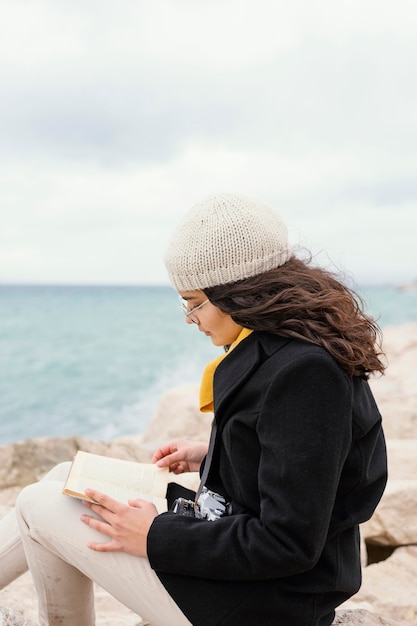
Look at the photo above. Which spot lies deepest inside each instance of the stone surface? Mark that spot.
(388, 594)
(363, 618)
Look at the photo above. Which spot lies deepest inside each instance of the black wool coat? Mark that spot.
(301, 455)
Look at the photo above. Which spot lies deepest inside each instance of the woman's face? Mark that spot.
(210, 320)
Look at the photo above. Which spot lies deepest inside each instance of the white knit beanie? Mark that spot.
(224, 239)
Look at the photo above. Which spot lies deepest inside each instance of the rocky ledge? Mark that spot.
(389, 540)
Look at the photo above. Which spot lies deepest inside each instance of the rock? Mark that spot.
(394, 522)
(8, 617)
(396, 391)
(362, 618)
(387, 596)
(389, 587)
(178, 415)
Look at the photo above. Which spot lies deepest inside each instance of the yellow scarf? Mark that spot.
(206, 387)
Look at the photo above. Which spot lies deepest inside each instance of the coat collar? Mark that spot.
(232, 372)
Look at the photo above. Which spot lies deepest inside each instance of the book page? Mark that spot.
(120, 479)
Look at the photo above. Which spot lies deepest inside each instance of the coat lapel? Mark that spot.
(239, 365)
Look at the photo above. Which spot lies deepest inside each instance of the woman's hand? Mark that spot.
(127, 526)
(181, 455)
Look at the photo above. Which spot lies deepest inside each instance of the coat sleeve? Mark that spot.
(305, 431)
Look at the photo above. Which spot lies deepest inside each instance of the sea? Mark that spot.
(95, 360)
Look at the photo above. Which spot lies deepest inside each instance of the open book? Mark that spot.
(117, 478)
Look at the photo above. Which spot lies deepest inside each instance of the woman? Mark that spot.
(296, 459)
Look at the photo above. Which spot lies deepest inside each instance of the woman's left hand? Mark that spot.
(127, 525)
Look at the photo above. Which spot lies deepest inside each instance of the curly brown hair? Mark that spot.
(306, 302)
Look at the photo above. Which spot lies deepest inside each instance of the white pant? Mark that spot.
(52, 541)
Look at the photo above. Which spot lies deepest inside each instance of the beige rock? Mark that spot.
(178, 415)
(394, 522)
(389, 587)
(402, 458)
(388, 593)
(396, 391)
(361, 617)
(8, 617)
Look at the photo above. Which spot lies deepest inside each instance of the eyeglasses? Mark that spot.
(187, 312)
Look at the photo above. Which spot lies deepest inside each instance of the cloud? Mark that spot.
(116, 118)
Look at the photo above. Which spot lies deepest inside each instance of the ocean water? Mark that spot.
(94, 361)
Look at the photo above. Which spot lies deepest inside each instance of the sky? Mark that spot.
(117, 117)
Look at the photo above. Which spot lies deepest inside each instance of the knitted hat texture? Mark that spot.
(225, 238)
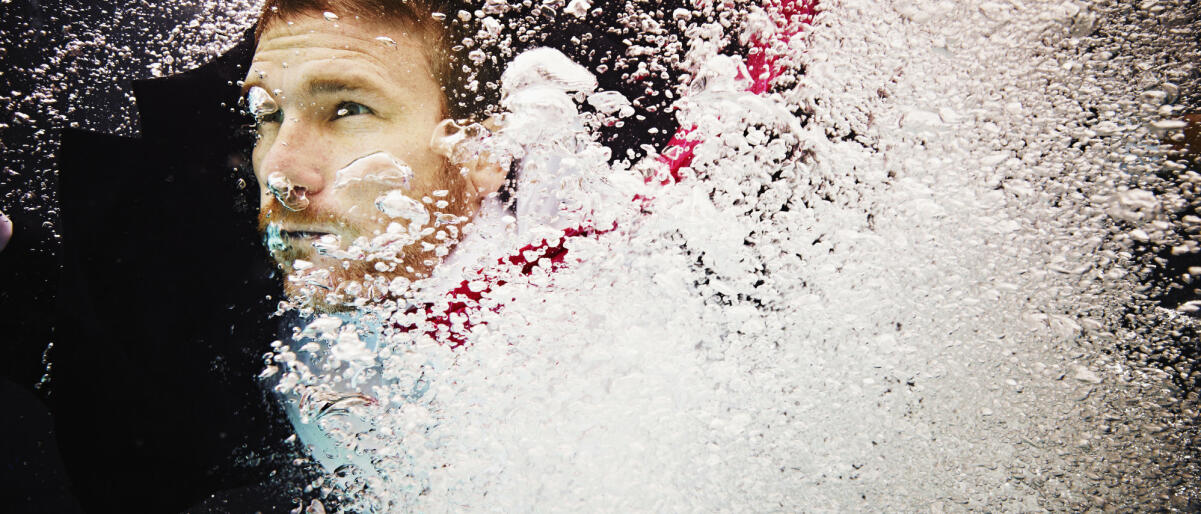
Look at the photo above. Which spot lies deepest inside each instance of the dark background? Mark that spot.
(136, 296)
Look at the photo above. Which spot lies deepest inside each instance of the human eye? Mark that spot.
(351, 109)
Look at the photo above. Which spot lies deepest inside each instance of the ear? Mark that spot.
(484, 175)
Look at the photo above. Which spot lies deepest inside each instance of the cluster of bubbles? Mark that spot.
(918, 273)
(944, 262)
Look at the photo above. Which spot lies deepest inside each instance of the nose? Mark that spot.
(292, 167)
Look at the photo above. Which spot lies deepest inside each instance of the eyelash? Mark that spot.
(342, 109)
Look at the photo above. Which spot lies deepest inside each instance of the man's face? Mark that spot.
(346, 113)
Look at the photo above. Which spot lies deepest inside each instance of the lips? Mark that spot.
(304, 234)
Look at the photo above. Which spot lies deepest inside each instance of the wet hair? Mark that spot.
(468, 88)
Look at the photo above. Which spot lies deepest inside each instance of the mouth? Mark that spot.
(304, 234)
(280, 239)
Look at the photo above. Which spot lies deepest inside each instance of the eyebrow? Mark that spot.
(327, 84)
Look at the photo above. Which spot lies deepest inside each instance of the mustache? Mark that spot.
(274, 213)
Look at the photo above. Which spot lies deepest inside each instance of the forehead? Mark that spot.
(392, 49)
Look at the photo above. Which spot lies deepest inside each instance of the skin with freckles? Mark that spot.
(326, 94)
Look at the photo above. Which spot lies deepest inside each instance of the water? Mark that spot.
(925, 269)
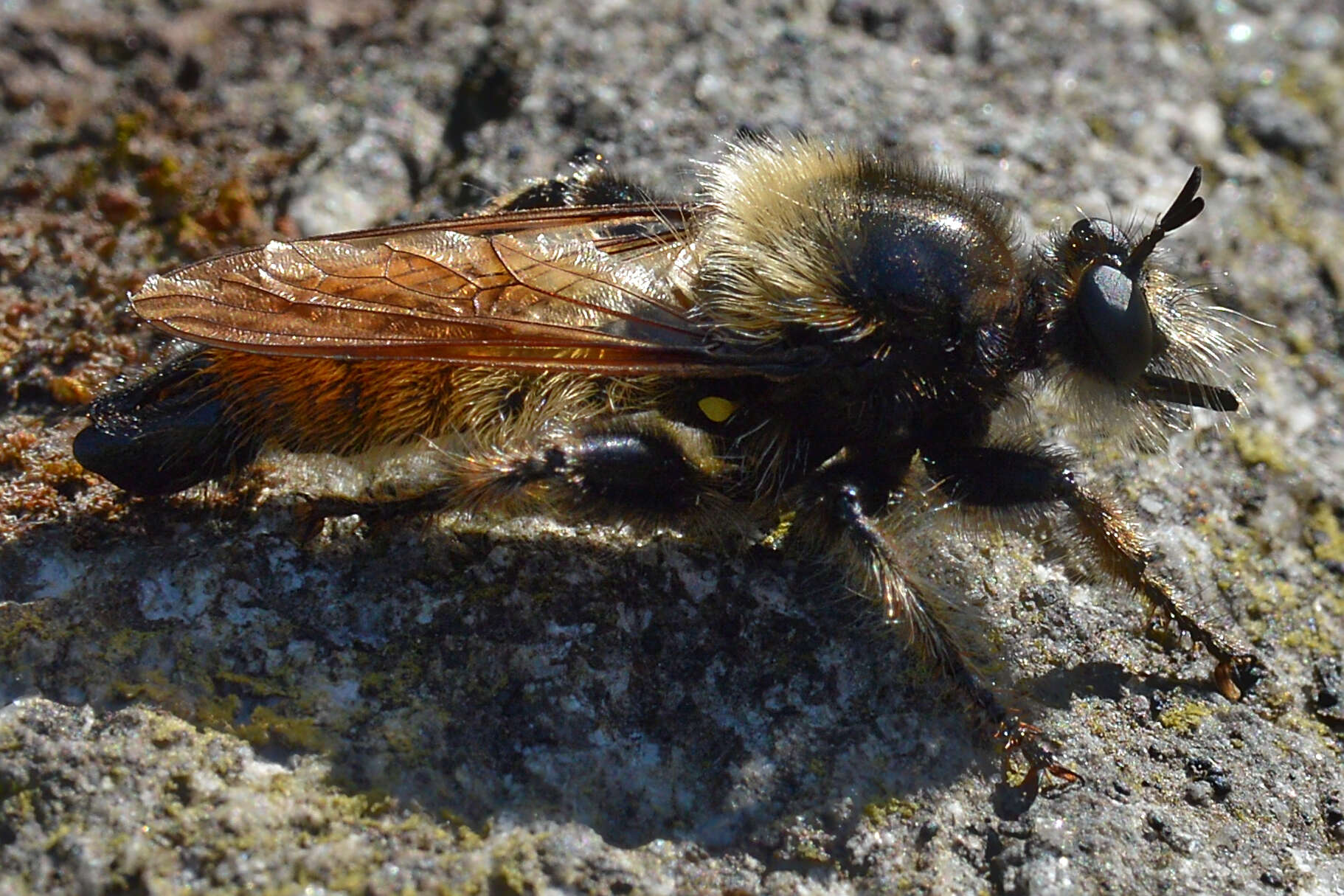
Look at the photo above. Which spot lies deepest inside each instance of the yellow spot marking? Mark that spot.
(717, 409)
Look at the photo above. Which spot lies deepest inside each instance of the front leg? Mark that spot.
(999, 477)
(840, 511)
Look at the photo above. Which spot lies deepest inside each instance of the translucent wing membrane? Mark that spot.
(546, 289)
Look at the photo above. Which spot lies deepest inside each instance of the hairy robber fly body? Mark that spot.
(822, 330)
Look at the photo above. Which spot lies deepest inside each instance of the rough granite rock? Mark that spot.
(204, 693)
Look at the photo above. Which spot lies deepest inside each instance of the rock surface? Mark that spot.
(199, 698)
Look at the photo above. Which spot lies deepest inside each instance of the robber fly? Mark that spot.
(824, 328)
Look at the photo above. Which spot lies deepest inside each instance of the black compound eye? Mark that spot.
(1115, 313)
(1098, 230)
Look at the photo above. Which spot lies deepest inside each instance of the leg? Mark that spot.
(997, 477)
(839, 513)
(639, 469)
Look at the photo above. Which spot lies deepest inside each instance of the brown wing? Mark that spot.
(555, 289)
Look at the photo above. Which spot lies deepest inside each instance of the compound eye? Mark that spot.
(1098, 230)
(1115, 313)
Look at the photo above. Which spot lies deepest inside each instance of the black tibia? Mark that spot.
(999, 477)
(644, 472)
(642, 469)
(842, 512)
(617, 473)
(164, 433)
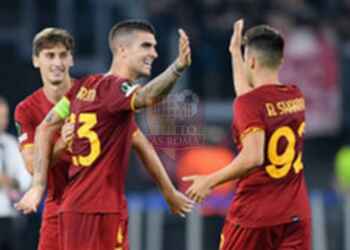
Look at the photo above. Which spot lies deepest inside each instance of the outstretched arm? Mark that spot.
(241, 84)
(178, 203)
(158, 88)
(42, 153)
(251, 156)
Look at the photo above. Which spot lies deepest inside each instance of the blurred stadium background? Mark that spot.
(317, 59)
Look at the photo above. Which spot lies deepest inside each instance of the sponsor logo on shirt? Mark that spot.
(86, 95)
(23, 137)
(128, 88)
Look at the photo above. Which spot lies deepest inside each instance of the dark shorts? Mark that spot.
(49, 239)
(291, 236)
(79, 231)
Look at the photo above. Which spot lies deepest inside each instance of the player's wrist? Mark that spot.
(178, 68)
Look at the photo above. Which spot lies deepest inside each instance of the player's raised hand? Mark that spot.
(200, 187)
(31, 200)
(236, 38)
(184, 59)
(178, 203)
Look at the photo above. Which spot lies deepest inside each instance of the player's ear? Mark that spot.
(71, 60)
(35, 61)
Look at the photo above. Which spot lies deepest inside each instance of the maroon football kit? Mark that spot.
(94, 211)
(28, 115)
(270, 209)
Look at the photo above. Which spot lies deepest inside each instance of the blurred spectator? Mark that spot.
(13, 180)
(342, 169)
(311, 62)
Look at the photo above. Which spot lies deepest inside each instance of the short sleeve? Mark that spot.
(247, 116)
(72, 92)
(120, 95)
(25, 127)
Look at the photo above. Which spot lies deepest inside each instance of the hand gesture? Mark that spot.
(184, 59)
(178, 203)
(200, 187)
(236, 39)
(31, 200)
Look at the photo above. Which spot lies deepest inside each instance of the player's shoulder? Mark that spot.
(9, 138)
(121, 84)
(30, 101)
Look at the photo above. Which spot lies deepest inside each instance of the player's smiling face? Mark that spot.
(249, 65)
(54, 63)
(141, 53)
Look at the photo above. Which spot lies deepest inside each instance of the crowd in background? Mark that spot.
(317, 58)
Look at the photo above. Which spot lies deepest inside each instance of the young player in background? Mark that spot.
(52, 55)
(101, 110)
(270, 209)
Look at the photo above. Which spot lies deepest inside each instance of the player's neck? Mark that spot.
(119, 69)
(55, 92)
(266, 78)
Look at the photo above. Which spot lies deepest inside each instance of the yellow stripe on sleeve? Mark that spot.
(249, 130)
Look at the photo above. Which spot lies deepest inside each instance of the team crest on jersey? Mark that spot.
(18, 128)
(127, 88)
(21, 136)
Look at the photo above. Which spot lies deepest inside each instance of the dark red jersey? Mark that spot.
(104, 123)
(28, 115)
(275, 192)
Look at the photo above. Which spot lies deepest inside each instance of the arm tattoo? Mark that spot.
(158, 88)
(49, 117)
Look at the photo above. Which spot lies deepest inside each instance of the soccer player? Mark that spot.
(101, 109)
(270, 209)
(52, 55)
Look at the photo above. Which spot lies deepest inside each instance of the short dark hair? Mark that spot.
(127, 26)
(49, 37)
(268, 42)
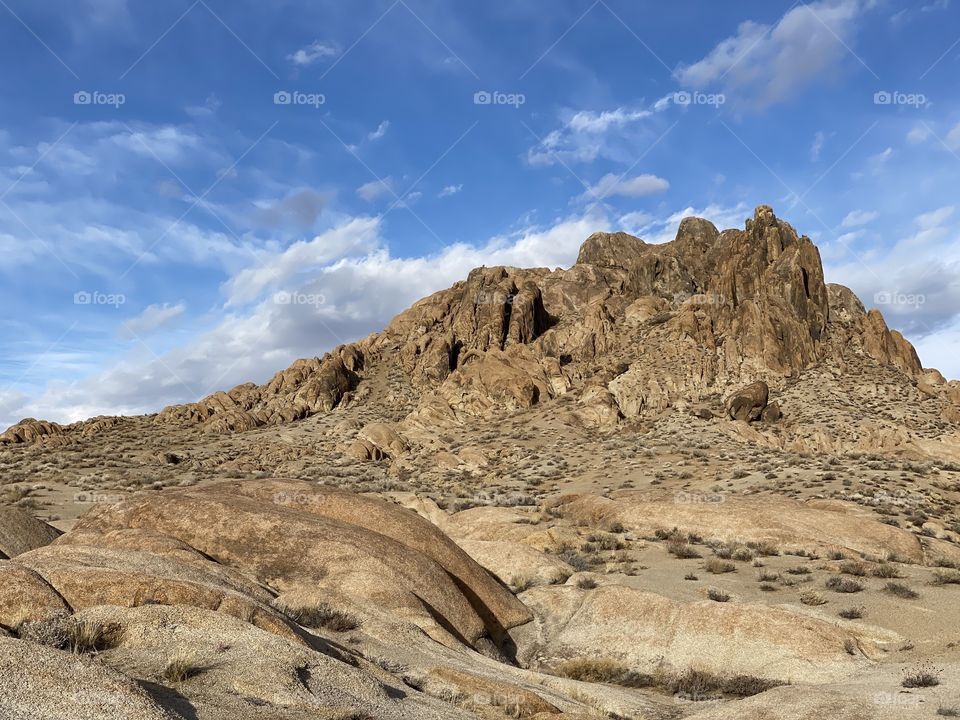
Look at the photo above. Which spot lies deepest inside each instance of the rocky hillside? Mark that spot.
(631, 330)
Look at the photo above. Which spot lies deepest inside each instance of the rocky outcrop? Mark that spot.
(632, 330)
(748, 404)
(815, 526)
(305, 388)
(30, 430)
(20, 532)
(648, 632)
(291, 536)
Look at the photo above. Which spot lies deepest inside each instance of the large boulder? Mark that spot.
(40, 683)
(294, 536)
(646, 631)
(20, 532)
(748, 403)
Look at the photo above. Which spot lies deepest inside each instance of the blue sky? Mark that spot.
(195, 193)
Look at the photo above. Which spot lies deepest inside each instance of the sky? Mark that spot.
(195, 193)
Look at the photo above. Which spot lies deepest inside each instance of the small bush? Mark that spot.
(885, 571)
(322, 616)
(923, 676)
(603, 670)
(701, 685)
(844, 585)
(67, 632)
(719, 567)
(945, 577)
(682, 549)
(574, 559)
(519, 583)
(852, 613)
(900, 590)
(180, 667)
(854, 568)
(766, 549)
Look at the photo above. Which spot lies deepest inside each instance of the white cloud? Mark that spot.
(153, 317)
(638, 186)
(587, 135)
(935, 218)
(953, 138)
(918, 135)
(301, 208)
(816, 147)
(592, 122)
(379, 132)
(764, 64)
(375, 189)
(855, 218)
(362, 284)
(312, 53)
(359, 235)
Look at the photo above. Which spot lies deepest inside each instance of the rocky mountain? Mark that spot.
(679, 480)
(631, 330)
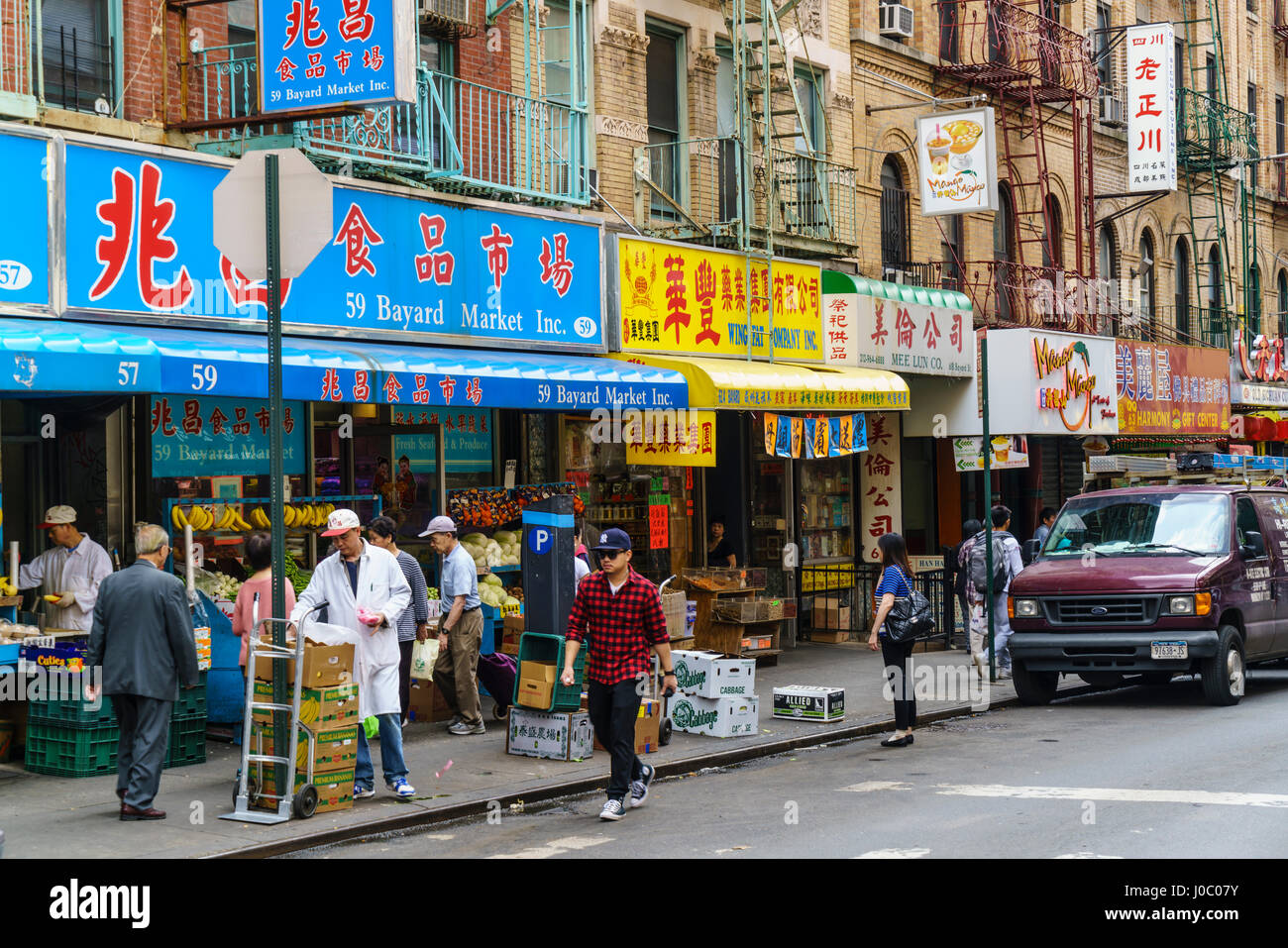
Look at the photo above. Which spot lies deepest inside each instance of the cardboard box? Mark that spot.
(335, 789)
(323, 665)
(550, 734)
(536, 685)
(732, 715)
(809, 703)
(333, 706)
(334, 747)
(426, 702)
(709, 674)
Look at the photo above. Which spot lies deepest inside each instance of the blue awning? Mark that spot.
(89, 357)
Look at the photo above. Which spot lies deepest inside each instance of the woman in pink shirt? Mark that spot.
(259, 556)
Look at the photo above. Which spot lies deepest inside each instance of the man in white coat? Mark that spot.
(365, 590)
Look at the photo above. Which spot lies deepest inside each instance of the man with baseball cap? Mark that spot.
(460, 631)
(71, 571)
(619, 614)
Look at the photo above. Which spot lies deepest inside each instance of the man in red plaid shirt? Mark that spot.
(619, 612)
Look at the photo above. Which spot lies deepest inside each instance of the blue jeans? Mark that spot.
(390, 753)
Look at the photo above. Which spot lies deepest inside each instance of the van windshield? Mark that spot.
(1164, 524)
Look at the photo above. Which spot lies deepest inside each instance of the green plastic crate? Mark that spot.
(63, 750)
(187, 741)
(542, 647)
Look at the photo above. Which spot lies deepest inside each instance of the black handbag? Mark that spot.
(911, 617)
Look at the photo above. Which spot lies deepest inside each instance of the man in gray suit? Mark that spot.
(143, 638)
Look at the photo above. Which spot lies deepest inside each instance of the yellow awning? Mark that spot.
(778, 385)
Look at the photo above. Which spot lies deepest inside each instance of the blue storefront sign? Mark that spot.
(326, 53)
(222, 436)
(140, 243)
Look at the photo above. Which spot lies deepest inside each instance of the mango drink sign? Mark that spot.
(957, 161)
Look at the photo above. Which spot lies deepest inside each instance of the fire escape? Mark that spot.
(1037, 71)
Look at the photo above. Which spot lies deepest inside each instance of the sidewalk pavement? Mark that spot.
(51, 817)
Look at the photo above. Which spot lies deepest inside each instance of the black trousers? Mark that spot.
(898, 670)
(613, 710)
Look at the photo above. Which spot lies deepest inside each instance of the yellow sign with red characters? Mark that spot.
(697, 301)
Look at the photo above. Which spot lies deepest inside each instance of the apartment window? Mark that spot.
(78, 55)
(665, 86)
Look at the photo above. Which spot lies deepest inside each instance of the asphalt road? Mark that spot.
(1131, 773)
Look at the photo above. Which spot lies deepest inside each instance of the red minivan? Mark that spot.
(1154, 581)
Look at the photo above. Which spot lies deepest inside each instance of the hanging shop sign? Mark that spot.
(902, 329)
(837, 436)
(670, 440)
(678, 299)
(1151, 107)
(140, 243)
(957, 161)
(326, 53)
(1008, 451)
(214, 437)
(1171, 389)
(1051, 382)
(881, 483)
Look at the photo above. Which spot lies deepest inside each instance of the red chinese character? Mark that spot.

==*==

Each line from the one containing "road? Mark that spot." to the final line of the entries above must be returned exactly, and no other line may appear.

§ **Answer to the exercise**:
Look at the photo above. Which spot lies deepest inside each instance of the asphalt road? Mark that spot.
(1131, 773)
Look at the photo above. Which spot lies deepest inside each instance of the red minivan? Mark that spot.
(1154, 581)
Look at the photo above. Which spot lies deepest inside each instance of the hanging shop sign? Mark that spot.
(902, 329)
(837, 436)
(670, 440)
(678, 299)
(1151, 107)
(140, 243)
(957, 161)
(326, 53)
(1008, 451)
(214, 437)
(1171, 389)
(1051, 382)
(881, 483)
Look at the photo above. Which spot lies deepest inside each instance of the red chinese character? Mark that spot.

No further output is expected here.